__BRIEF__: Can you write out the whole listing exactly?

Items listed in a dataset
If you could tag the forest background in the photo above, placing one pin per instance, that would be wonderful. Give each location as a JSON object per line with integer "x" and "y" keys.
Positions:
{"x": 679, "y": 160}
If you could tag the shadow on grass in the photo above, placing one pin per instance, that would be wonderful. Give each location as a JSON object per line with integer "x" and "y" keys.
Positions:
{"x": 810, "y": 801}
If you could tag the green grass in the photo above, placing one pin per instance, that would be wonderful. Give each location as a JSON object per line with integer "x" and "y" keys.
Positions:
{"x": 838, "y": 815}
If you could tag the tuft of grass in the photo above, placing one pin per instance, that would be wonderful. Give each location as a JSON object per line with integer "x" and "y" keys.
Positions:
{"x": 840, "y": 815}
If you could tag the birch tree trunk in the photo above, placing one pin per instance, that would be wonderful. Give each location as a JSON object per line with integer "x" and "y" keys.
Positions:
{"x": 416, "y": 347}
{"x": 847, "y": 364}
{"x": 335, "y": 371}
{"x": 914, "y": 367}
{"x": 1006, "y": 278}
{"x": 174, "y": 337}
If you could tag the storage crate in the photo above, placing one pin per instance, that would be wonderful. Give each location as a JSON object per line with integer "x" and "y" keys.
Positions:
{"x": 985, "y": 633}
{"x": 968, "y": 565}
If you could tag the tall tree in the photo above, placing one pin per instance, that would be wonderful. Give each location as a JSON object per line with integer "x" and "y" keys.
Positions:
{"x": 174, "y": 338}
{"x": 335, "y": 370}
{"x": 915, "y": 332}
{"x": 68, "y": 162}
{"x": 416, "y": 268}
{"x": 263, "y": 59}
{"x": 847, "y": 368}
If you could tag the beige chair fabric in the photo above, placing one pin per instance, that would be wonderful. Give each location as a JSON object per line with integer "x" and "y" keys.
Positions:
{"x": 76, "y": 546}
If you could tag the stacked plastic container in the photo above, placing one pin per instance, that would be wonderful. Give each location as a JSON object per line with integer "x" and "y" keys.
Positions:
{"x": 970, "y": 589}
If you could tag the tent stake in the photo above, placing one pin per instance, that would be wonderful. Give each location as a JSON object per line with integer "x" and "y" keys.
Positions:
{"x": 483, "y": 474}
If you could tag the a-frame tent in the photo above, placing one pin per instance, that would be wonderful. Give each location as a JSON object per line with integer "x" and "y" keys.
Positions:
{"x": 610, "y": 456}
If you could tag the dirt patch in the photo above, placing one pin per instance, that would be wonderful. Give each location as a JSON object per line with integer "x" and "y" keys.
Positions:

__THE RESULT__:
If you could tag the forest background in the photo above, placing one pin per instance, that would be wonderful. Give each location as a JSON object per line with integer "x" and "y" keys.
Positions:
{"x": 679, "y": 160}
If you could tag the shadow on grass in the photo above, placing one pin per instance, that would be wonderful. Give each location as a JSON object per line with integer "x" and "y" keys.
Positions:
{"x": 810, "y": 801}
If you could tag the green grass in the photo above, placing one pin per instance, that would be wonderful. Give each location as a JSON object per line with integer "x" and "y" keys.
Positions:
{"x": 838, "y": 815}
If you could tag the tuft of grass in the photo above, placing one pin per instance, that would be wonderful. Give each location as a JSON object per line with integer "x" and "y" keys.
Positions:
{"x": 840, "y": 815}
If you could tag the birch tree trunk in the photo above, placing one pin per instance, that would be wonderful. Give each location as a JSON object per line with integer "x" and "y" keys.
Positions:
{"x": 416, "y": 347}
{"x": 847, "y": 364}
{"x": 335, "y": 371}
{"x": 914, "y": 367}
{"x": 1006, "y": 278}
{"x": 174, "y": 337}
If you could tag the storage crate in the photo above, placing one pin per instance, that would be wonderful. Give each location as a JSON object per line with integer "x" and "y" keys.
Positions:
{"x": 985, "y": 633}
{"x": 968, "y": 565}
If you could tag the tall tree in the photo above, placing one pin per instance, that would be wonderful. Give each location as a JSON object per line with integer "x" and "y" keys.
Positions:
{"x": 174, "y": 338}
{"x": 335, "y": 370}
{"x": 915, "y": 332}
{"x": 68, "y": 162}
{"x": 416, "y": 268}
{"x": 263, "y": 59}
{"x": 847, "y": 368}
If you could tag the beige chair fabric in the photo above, placing one pin per instance, that would be wonderful. Give each location as a JSON object per line with integer "x" and "y" keys.
Positions:
{"x": 76, "y": 546}
If you could tag the stacked plastic container in the photo above, placing one pin per instance, that would be wonderful. Give each location as a JSON object per line with integer "x" and "y" keys.
Positions:
{"x": 970, "y": 589}
If you could tag the tent stake in the photo above, placing one pin per instance, that would be wonderful. Give each location as a JSON object per line with integer "x" and "y" keys.
Positions:
{"x": 483, "y": 474}
If you could tag the a-frame tent in the photo above, placing one pin per instance, that would be wonderful. Give each location as a JSON object per line with integer "x" and "y" keys.
Positions:
{"x": 610, "y": 456}
If you could tag the dirt patch in the photo above, placing one pin per instance, that would be wonderful. Give each location as a JSON object per line with integer "x" and "y" keys.
Positions:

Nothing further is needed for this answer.